SOAL 1:
Kumpulkan semua baris entri yang mengandung kata "coat".

KUTIPAN TEKS:

────

Oleh: Akhmad
Fatoni
(Dimuat di Harian Radar Mojokerto)
Saya dikirimi seorang teman sebuah pesan. Saya menduga, kalau ia membaca tulisan saya yang menyoal kemungkinan, Minggu lalu. Pesan itu berisi tentang kemungkinan sampai kapan ia bertahan di tempat yang ditumpangi untuk memenuhi segala kebutuhannya? Saya tertawa sendiri
membaca pesan itu. Mungkin ia khawatir
kalau suatu ketika
didampar seperti rekan-rekannya yang lain.
Sebetulnya, pertanyaan itu tak perlu saya
jawab. Tapi ya seperti biasa, saya pasti menyambar dengan petuah ini dan itu. Sebelumnya, ia sudah sering bercerita tentang kondisi tubuhnya yang
lemah, membuat ia sering sakit-sakitan. Mungkin hal itulah
yang mengakibatkan orang tuanya mendoktrin, bahwa ia hanya bisa menempati
posisinya saat ini.
Begitulah kiranya hidup ini, tidak hanya teman
saya itu, semua orang pun akan selalu menghadapi masalah, begitu juga saya.
Namun bagaimana masalah itu kita tanggapi untuk dijadikan suatu pemantik agar
kita menjadi semakin mawas diri, bukan malah menggerutu sehingga membuat hidup
makin menyesakkan.

────

SOAL 2:
Menurut kutipan teks di atas, mengapa masalah sebaiknya dijadikan pemantik dan bukan alasan untuk menggerutu? Jawab dalam satu sampai tiga kalimat.

────

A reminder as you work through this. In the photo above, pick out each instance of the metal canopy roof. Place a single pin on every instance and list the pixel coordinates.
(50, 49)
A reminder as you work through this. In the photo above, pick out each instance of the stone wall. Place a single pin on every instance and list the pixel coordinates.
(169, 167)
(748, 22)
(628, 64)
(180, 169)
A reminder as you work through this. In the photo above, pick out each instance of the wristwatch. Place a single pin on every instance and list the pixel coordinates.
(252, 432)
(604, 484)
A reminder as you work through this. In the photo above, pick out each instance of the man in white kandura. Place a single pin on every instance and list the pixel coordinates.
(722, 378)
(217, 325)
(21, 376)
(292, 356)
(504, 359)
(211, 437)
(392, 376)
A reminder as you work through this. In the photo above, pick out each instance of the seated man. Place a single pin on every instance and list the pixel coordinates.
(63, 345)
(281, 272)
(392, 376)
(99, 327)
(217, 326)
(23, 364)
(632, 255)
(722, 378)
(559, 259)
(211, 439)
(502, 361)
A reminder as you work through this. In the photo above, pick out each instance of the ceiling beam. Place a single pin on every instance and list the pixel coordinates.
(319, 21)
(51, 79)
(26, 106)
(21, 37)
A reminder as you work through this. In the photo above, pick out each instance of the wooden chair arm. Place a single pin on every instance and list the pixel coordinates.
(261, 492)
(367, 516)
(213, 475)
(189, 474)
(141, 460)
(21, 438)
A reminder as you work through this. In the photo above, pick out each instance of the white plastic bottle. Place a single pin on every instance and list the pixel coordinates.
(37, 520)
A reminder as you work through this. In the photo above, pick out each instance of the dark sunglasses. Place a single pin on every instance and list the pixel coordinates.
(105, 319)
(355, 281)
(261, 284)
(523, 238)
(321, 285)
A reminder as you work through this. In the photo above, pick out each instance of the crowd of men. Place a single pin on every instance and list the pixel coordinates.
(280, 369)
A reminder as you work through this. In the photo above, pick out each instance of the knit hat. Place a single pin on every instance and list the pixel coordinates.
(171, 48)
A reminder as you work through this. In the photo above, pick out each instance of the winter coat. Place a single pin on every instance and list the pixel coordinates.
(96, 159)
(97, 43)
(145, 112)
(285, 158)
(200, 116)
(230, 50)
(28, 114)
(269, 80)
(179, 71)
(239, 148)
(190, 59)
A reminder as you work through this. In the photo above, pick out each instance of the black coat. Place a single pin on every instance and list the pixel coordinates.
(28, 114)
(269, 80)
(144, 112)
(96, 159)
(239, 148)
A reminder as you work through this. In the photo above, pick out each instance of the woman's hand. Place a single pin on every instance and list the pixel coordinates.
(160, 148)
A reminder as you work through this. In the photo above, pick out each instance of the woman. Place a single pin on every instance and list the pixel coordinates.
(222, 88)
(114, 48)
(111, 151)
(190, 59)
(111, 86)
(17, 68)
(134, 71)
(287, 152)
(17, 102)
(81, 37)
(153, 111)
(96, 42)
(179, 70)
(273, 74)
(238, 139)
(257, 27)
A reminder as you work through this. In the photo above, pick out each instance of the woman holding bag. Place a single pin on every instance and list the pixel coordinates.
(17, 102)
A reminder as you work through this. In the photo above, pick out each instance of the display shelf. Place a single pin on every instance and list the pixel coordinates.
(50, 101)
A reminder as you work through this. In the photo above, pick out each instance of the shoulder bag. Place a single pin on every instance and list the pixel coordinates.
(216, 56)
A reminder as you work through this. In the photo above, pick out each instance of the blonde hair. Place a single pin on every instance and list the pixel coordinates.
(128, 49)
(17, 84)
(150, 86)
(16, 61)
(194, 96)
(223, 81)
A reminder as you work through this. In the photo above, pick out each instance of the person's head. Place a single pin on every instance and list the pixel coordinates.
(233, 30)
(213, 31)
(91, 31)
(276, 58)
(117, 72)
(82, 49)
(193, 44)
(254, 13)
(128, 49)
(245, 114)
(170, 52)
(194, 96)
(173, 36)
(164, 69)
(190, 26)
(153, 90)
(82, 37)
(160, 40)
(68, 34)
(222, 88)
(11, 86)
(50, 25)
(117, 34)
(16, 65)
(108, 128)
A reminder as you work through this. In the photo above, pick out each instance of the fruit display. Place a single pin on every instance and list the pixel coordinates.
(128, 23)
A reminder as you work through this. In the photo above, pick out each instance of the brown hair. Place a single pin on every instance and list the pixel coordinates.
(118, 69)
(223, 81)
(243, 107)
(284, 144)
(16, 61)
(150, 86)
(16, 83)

────

JAWABAN YANG DIHARAPKAN 1:
A reminder as you work through this. In the photo above, pick out each instance of the winter coat. Place a single pin on every instance and list the pixel coordinates.
A reminder as you work through this. In the photo above, pick out each instance of the black coat. Place a single pin on every instance and list the pixel coordinates.

JAWABAN YANG DIHARAPKAN 2:
Masalah sebaiknya dijadikan pemantik agar kita menjadi semakin mawas diri. Sebaliknya, menggerutu justru membuat hidup makin menyesakkan.